OMAHA — Omaha is about to add a new layer of elected oversight to the final decision on any future mask mandates, and that will be enough to get the State of Nebraska to drop its lawsuit against the city and its health director.
The Omaha City Council passed an ordinance on Tuesday, April 5 that gives the mayor and council power to veto emergency health rules ordered by the city's health director during a pandemic.
Upon the mayor's signature, the state will drop its lawsuit challenging the city's former ordinance which let the health director act alone.
The attorney general brought the lawsuit after Lindsay Huse, health director for the City of Omaha as well as Douglas County, enacted a COVID-19-related mask mandate in the city on Jan. 12. She ended the mandate in mid-February.
Huse has since said the mandate was pivotal to slowing hospitalizations that threatened to overwhelm the city's medical providers.
“I would have liked to see more of public health’s suggestions for the ordinance incorporated, but no matter what, we are here to protect the public’s health and we remain steadfast to that commitment. I look forward to working with the Mayor and City Council in the future,” Huse said in a statement Wednesday.
Mayor Jean Stothert, a Republican, and City Council member Vinny Palermo, a Democrat, justified their decision by pointing out elected officials are accountable to the people through voting whereas the health director is politically insulated. They said the people should get to weigh in on such actions.
In a statement Wednesday, Peterson said the new veto powers appear to address the state's concerns about the legality of Omaha's approach to mandates.

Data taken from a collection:
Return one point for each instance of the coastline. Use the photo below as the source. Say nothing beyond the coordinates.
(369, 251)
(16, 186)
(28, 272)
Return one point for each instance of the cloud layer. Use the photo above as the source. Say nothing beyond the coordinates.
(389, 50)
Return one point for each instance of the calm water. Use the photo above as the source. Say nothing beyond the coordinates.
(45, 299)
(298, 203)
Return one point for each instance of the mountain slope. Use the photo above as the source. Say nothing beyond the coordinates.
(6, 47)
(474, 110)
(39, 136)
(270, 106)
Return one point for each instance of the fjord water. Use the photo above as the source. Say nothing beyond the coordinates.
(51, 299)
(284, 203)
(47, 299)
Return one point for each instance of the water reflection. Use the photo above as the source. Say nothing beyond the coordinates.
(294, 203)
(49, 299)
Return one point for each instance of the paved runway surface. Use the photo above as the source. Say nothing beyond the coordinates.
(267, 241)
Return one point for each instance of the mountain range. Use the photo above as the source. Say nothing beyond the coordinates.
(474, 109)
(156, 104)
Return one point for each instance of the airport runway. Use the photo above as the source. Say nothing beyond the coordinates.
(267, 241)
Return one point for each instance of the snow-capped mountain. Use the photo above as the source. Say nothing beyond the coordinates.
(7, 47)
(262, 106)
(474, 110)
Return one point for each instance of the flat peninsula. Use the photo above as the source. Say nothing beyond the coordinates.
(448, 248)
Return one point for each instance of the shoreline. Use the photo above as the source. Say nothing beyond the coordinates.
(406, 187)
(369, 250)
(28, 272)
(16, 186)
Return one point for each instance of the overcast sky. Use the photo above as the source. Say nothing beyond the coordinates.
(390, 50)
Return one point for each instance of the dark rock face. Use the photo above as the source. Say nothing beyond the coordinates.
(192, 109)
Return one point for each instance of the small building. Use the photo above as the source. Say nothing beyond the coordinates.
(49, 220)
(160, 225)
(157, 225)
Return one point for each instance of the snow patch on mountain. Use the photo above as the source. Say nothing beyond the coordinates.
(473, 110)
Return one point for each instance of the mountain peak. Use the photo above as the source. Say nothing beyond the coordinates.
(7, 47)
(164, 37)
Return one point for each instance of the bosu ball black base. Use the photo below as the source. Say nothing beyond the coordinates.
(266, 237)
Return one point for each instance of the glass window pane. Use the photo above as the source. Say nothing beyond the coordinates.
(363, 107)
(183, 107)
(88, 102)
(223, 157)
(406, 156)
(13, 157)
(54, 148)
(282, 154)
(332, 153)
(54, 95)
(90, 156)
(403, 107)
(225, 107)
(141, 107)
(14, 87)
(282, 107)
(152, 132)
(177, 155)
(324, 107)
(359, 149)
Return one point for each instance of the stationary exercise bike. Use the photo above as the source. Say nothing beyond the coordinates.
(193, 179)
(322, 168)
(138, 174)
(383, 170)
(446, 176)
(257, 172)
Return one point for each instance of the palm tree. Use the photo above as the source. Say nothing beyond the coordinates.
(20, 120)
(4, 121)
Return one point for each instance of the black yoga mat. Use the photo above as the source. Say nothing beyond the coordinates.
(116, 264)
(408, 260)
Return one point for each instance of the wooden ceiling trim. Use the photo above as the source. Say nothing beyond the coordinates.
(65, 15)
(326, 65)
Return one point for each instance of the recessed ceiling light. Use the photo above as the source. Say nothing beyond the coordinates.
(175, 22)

WORK TO COMPLETE:
According to the article on Omaha's mask mandate ordinance, on what date did the health director put the COVID-19 mask mandate in place in the city?

RESPONSE BELOW:
Jan. 12.